[DIRECTIVE] Can you retype the listing below word for word, starting at the line that contains "In this exercise you will spot the dirt path" and ending at the line that contains "<point>94,438</point>"?

:: SUPPLIED INFORMATION ::

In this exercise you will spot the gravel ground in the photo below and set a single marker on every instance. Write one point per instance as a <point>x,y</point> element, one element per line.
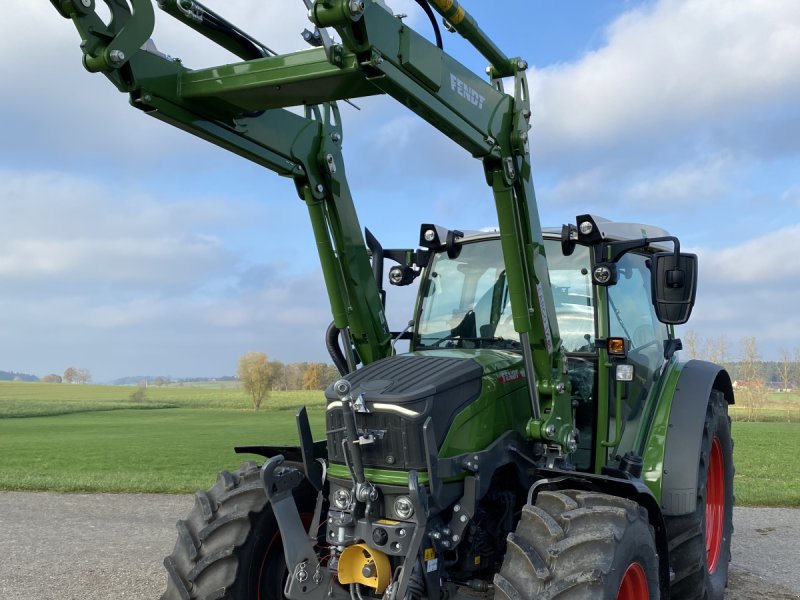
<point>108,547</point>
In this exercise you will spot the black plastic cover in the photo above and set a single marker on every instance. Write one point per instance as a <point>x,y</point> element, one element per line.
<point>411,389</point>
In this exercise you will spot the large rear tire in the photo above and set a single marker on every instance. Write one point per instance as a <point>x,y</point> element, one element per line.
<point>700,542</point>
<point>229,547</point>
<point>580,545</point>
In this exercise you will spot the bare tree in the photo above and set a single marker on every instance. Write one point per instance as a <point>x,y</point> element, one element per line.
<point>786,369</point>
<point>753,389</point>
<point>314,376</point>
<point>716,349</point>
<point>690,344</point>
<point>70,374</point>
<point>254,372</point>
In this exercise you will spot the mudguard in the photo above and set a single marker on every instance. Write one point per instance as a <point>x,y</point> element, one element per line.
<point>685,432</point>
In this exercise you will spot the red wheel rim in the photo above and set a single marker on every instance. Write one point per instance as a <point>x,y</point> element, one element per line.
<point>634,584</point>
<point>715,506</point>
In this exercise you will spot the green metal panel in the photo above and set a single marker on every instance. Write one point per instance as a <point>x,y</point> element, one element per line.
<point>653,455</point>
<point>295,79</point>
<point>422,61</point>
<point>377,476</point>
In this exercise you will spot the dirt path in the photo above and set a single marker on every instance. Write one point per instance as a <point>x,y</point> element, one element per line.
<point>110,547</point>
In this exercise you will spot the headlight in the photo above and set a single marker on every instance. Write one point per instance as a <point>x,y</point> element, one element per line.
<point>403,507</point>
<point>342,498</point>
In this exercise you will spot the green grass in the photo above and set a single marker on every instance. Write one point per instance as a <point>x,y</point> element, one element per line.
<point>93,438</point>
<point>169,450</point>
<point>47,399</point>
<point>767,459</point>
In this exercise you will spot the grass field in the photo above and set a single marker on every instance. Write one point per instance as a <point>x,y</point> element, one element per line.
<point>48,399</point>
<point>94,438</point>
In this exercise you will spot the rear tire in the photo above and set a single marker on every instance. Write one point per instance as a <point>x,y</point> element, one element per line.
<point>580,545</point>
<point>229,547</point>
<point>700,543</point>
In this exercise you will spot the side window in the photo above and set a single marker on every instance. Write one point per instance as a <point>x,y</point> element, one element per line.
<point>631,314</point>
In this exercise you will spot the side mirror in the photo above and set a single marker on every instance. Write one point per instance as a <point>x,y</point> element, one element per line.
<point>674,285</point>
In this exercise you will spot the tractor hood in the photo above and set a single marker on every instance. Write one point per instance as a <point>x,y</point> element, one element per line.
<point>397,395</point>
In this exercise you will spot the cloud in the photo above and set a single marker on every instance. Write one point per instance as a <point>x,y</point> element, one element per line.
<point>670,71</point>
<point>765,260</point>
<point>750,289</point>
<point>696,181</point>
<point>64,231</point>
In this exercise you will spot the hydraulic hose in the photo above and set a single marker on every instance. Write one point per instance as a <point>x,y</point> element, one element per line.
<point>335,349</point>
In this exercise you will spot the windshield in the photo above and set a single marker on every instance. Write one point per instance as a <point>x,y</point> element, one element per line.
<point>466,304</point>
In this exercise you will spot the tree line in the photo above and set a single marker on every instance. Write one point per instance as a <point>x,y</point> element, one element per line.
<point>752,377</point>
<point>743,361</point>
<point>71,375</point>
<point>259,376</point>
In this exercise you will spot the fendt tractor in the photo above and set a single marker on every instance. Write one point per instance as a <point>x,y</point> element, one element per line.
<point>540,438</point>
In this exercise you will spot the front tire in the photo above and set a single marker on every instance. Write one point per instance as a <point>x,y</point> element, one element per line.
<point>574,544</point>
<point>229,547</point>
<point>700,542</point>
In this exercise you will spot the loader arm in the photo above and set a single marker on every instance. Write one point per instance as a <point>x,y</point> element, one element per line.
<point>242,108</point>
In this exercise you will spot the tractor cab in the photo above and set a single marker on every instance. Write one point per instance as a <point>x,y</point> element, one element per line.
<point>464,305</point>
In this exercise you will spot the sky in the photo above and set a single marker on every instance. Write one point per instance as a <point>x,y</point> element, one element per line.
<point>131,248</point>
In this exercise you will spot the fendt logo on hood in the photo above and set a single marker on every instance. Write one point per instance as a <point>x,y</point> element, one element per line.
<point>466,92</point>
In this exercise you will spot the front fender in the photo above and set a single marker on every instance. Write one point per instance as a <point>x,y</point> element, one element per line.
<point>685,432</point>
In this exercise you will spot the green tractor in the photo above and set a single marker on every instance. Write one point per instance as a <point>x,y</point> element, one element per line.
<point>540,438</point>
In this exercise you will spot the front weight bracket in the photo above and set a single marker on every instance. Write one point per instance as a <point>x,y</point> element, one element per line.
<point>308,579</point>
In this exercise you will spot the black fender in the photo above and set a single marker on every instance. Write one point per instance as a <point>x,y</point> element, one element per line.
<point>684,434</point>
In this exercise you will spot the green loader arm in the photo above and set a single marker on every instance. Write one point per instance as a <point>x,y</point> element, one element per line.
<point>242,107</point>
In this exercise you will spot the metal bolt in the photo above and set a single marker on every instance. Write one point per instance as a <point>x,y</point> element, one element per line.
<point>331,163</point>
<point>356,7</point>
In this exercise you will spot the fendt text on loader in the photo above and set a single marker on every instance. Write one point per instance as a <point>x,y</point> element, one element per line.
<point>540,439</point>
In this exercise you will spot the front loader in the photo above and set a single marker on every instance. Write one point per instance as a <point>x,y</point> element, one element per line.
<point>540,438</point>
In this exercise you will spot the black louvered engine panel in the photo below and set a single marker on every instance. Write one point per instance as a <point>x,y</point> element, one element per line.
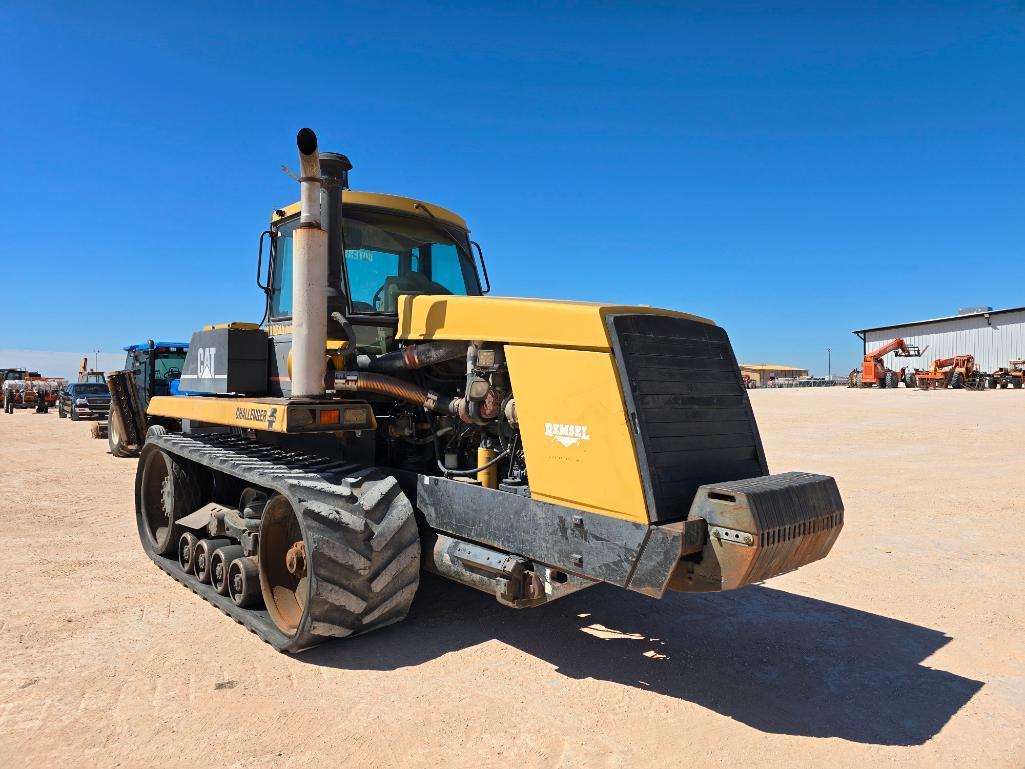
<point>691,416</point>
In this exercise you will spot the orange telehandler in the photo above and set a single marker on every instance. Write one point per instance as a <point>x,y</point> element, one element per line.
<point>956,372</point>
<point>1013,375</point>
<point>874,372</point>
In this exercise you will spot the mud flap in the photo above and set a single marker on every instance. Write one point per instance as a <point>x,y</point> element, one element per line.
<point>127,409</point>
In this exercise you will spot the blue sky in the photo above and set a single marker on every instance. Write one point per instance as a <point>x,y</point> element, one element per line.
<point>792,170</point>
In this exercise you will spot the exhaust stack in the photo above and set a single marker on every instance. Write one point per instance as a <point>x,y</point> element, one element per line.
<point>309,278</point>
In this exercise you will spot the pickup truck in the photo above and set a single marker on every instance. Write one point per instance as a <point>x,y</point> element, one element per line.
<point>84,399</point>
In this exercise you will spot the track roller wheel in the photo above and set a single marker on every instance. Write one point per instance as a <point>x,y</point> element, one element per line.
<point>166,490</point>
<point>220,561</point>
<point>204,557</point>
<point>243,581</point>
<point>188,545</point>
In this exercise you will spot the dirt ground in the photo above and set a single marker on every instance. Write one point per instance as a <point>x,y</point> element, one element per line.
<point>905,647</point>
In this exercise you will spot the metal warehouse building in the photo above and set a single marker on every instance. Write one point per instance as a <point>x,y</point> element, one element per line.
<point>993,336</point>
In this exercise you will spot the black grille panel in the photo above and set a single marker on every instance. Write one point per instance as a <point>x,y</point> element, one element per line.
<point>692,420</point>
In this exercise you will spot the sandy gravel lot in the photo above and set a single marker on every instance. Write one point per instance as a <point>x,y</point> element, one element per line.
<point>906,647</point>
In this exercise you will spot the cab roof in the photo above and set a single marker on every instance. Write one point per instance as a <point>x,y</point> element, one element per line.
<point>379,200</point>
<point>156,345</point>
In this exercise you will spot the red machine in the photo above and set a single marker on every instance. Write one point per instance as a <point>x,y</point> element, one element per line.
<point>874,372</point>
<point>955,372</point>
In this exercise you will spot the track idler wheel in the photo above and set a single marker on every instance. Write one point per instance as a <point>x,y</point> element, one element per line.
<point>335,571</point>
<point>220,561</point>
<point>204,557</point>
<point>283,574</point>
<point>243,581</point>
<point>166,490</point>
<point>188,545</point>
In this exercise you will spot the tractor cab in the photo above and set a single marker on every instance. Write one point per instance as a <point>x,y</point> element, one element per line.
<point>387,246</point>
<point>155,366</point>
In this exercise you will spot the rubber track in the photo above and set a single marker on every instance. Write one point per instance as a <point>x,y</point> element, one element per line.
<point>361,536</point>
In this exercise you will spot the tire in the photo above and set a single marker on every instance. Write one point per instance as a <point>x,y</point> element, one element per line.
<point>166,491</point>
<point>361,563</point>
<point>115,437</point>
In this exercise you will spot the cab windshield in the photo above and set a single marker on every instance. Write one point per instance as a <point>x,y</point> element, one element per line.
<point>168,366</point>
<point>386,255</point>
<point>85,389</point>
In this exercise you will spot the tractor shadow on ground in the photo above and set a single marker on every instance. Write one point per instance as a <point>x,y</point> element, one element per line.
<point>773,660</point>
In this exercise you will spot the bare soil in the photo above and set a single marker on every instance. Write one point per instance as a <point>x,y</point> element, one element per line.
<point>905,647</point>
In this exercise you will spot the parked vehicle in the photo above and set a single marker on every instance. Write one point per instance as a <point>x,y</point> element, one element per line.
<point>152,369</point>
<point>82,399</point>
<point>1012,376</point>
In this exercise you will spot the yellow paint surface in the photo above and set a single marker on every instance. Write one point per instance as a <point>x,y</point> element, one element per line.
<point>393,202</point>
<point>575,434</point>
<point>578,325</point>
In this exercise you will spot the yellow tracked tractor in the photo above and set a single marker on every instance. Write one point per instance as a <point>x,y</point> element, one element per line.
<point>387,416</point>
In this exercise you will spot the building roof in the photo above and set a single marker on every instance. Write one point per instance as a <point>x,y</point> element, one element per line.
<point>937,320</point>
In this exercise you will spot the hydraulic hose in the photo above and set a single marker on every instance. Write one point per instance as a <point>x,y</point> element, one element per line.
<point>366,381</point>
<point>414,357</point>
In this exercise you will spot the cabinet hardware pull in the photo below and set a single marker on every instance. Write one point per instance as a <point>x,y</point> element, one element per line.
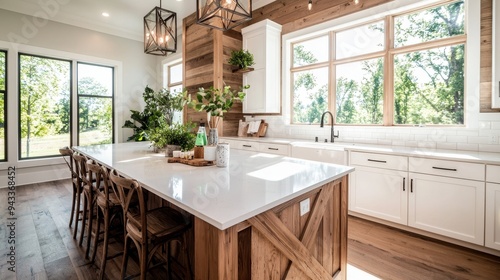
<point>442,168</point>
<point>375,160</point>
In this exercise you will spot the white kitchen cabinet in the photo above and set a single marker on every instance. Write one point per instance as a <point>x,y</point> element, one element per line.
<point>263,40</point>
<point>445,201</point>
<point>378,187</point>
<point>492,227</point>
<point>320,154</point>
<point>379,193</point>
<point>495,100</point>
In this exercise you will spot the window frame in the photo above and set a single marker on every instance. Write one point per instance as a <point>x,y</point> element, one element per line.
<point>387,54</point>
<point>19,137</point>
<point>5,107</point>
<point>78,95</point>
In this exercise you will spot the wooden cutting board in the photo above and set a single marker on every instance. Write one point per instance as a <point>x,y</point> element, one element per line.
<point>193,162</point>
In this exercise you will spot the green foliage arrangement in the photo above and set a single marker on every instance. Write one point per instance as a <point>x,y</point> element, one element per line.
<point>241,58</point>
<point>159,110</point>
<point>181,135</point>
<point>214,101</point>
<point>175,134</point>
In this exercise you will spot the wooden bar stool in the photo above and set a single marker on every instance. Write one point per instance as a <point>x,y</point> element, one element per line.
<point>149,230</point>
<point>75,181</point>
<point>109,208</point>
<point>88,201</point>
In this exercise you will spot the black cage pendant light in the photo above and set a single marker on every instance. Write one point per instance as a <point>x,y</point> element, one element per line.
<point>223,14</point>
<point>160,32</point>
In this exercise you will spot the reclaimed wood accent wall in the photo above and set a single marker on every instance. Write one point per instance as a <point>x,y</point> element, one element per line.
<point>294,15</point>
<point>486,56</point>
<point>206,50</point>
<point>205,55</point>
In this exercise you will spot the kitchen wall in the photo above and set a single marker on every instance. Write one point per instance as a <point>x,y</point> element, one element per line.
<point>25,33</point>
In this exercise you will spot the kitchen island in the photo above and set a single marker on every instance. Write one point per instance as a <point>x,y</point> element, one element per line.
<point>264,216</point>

:::

[FULL ANSWER]
In this exercise you will spot the dirt path in the photo above and set a single marker on every instance. Write one point per instance as a <point>x,y</point> element, one element per line.
<point>110,547</point>
In this exercise you will spot the headlight in the photo above and set a single marker on every instance. Write one point per instance as a <point>x,y</point> element, one element per line.
<point>403,507</point>
<point>342,498</point>
In this exercise you will spot the green grass in the photo above and set a single marker on every instance. Write one point per instance as a <point>x,y</point> element, one element per line.
<point>93,438</point>
<point>169,450</point>
<point>47,399</point>
<point>767,459</point>
In this exercise you will spot the grass field in the photo above and set a single marker on every instance. Write one point per instance as a <point>x,y</point> element, one element per line.
<point>48,399</point>
<point>94,438</point>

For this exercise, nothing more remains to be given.